● Exercise goal: Can you revise every one of the records below so that "bounding box" becomes "box coordinates", leaving everything else unchanged?
===== Exercise data
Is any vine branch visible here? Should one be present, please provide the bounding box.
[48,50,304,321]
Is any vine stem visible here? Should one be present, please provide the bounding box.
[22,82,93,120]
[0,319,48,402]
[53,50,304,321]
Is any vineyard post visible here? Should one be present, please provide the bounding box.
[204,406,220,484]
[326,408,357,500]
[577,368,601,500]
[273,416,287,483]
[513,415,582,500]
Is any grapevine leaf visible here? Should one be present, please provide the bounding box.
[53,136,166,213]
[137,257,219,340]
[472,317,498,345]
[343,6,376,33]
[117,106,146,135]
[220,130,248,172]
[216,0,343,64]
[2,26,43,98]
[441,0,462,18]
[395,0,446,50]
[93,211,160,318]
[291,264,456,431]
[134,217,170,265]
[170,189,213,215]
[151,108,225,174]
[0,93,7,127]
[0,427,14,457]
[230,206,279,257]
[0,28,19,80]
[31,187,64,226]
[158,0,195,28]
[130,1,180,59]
==========
● The output:
Is any vine branch visible here? Should one be present, please provide the box coordinates.
[48,50,304,321]
Is any vine stem visible here? Should one be present, please provide the box coordinates.
[22,82,93,120]
[0,319,48,402]
[53,50,304,321]
Is any vineyard post visible here? Should one be present, please provide the box coordinates.
[204,406,220,484]
[326,408,357,500]
[577,368,601,500]
[273,416,287,483]
[513,415,582,500]
Is any grapevine leaf visible here? Should one be present, please provide the box coordinates.
[53,136,166,213]
[137,257,219,340]
[472,317,498,345]
[343,6,376,33]
[117,106,146,135]
[220,130,248,172]
[216,0,343,64]
[2,26,43,98]
[441,0,462,18]
[395,0,446,50]
[93,211,160,318]
[291,264,456,431]
[134,217,170,265]
[170,189,213,215]
[151,108,225,174]
[0,93,7,127]
[0,427,14,457]
[230,206,279,257]
[0,28,19,80]
[31,187,64,226]
[158,0,195,28]
[130,1,180,59]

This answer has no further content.